#### [PROBLEM DESCRIPTION]
Check the records below for the word "gear" and state how many lines contain it, replying with the number only.

#### [INFORMATION GIVEN]
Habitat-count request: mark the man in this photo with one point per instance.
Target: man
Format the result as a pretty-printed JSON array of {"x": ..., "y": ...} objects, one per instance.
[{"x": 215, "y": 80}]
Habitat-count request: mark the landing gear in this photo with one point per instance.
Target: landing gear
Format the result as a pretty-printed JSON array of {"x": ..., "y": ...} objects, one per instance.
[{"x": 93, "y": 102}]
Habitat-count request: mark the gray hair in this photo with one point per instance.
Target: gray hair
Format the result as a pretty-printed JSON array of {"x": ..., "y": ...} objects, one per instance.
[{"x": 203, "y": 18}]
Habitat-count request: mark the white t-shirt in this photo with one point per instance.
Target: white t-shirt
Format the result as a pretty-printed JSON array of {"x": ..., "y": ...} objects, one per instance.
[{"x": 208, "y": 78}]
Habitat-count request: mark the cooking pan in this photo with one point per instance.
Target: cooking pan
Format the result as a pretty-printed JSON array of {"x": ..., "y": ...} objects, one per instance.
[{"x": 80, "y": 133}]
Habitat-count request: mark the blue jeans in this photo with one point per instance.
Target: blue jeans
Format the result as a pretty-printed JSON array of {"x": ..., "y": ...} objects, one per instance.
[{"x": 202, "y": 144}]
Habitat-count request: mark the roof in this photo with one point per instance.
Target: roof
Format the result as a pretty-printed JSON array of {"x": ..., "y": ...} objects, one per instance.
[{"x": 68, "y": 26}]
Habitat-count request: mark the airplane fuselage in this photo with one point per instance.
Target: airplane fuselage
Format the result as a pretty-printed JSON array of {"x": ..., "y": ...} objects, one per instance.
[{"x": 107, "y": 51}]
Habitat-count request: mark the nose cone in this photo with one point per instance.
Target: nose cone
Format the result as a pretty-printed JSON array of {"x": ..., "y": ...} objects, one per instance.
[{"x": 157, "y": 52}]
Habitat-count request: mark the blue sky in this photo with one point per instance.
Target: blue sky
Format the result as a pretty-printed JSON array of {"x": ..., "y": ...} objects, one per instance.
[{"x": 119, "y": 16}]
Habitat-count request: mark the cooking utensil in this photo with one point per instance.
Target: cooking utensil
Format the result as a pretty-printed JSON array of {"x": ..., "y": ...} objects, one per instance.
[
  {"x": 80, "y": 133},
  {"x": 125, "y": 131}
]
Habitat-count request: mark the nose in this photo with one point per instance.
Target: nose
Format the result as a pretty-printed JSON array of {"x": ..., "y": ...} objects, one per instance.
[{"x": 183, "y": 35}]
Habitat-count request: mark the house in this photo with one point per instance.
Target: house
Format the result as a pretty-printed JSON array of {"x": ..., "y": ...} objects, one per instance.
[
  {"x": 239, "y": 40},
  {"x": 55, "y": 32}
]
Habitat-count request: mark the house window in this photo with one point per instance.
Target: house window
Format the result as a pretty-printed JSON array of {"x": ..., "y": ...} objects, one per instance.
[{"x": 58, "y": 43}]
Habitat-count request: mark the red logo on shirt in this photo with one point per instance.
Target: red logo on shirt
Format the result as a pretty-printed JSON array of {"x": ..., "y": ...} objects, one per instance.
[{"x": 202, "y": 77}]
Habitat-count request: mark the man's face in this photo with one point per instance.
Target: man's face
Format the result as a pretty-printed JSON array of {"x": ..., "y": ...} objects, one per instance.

#### [TASK RESPONSE]
2